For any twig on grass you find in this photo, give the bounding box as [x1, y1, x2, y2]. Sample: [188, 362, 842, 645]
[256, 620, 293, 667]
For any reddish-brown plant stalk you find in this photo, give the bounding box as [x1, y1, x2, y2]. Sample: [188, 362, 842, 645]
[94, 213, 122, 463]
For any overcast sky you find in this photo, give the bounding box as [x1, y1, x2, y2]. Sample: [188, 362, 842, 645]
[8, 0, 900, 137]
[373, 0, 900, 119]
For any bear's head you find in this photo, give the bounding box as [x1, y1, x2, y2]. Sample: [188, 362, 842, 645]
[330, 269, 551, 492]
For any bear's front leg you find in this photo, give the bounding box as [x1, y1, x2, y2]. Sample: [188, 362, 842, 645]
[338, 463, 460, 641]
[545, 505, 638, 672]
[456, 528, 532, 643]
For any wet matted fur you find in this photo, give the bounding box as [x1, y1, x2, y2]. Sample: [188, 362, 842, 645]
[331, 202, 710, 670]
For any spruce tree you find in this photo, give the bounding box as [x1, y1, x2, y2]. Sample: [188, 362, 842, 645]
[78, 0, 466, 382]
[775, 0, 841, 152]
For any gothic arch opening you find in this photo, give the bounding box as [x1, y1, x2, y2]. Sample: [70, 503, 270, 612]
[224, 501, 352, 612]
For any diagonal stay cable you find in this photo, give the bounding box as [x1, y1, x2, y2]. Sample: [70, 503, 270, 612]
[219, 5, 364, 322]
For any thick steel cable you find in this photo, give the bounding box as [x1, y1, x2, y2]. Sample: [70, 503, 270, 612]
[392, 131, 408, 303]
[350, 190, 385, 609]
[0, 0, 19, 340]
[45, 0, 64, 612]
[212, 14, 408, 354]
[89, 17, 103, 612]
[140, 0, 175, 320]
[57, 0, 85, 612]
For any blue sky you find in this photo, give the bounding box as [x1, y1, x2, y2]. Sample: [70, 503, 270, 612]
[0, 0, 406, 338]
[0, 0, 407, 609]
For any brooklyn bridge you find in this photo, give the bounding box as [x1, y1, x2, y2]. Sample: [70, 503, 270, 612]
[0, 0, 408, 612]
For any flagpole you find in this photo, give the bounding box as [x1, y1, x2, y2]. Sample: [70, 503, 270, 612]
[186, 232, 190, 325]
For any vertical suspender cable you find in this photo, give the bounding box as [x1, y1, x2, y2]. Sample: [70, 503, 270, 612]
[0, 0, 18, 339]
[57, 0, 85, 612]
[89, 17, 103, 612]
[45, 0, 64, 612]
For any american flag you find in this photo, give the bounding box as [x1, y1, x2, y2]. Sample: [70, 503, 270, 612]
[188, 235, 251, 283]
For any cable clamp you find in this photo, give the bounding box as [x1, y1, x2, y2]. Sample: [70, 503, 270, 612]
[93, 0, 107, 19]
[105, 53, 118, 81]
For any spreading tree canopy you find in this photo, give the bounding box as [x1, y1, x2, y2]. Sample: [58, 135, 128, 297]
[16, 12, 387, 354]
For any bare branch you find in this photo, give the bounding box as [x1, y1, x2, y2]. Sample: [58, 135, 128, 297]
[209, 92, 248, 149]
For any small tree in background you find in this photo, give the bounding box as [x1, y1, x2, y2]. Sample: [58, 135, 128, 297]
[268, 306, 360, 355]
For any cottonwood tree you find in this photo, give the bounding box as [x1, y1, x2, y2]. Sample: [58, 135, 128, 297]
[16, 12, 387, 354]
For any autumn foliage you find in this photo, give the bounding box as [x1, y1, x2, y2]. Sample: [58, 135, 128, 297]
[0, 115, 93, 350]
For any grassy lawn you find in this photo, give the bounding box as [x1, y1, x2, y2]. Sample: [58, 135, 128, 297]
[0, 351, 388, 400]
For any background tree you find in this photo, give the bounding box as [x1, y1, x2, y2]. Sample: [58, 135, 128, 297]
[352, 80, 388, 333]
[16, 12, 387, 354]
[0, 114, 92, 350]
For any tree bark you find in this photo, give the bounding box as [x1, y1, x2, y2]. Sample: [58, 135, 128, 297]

→ **Exercise details**:
Substitute "enclosing rectangle" for "bounding box" in the listing from the line with "For any thick" up to and including the line with "[0, 351, 388, 400]". Give back only those lines, with nothing else changed.

→ **Exercise result**:
For any thick steel cable you find in this photo, give the enclosing rectangle as [x1, y1, x2, y2]. Sample: [70, 503, 270, 612]
[392, 131, 408, 303]
[350, 190, 385, 609]
[0, 0, 19, 340]
[45, 0, 64, 612]
[212, 14, 408, 354]
[89, 17, 103, 612]
[140, 0, 175, 320]
[57, 0, 85, 612]
For any blue sky you find in this photo, give the enclosing rectangle as [x1, y1, x2, y2]. Sample: [70, 503, 270, 612]
[0, 0, 406, 338]
[0, 0, 407, 609]
For any brooklyn bridge you find in this photo, give the enclosing rectangle as [x1, y1, x2, y2]. Sample: [70, 503, 270, 612]
[0, 0, 408, 612]
For any flagpole you find in this photo, give the enclosing rectangle as [x1, y1, x2, y2]. Sample: [70, 503, 270, 612]
[186, 232, 190, 325]
For any vertical suspender cable you find in this photo, give the enclosing rectangle as [x1, y1, x2, y2]. Sample: [70, 503, 270, 612]
[0, 0, 18, 339]
[57, 0, 85, 612]
[89, 17, 103, 612]
[45, 0, 64, 612]
For any american flag you find in this photo, give the enclosing rectangle as [x1, y1, x2, y2]. Sample: [70, 503, 270, 612]
[188, 235, 251, 283]
For any cable clamp you find in this photo, give the enclosing rectangle as [x1, y1, x2, y2]. Sample: [70, 503, 270, 612]
[93, 0, 107, 19]
[105, 53, 118, 81]
For any spreading tree canopy you find in this photo, give the enclosing rectangle as [x1, y1, x2, y2]. Sample: [58, 135, 128, 297]
[16, 12, 387, 354]
For any bare branch you find in this photo, give the enclosing rectangle as [x1, y1, x2, y2]. Sample: [58, 135, 128, 297]
[209, 92, 248, 149]
For any small tree in background you find in this photo, give the enclosing rectangle as [x1, y1, x2, y2]. Sample: [58, 135, 128, 297]
[268, 306, 360, 355]
For any cottonwood tree you find in this photo, give the enclosing rectangle as [x1, y1, x2, y2]. Sample: [58, 135, 128, 297]
[16, 12, 387, 354]
For any autumn foliage you find in this photo, give the enclosing rectangle as [x1, y1, x2, y2]. Sample: [58, 135, 128, 297]
[0, 115, 93, 350]
For any grassy lawn you find in this photo, give the enclosing rectangle as [x1, y1, x2, y2]. Sample: [58, 135, 128, 297]
[0, 351, 388, 400]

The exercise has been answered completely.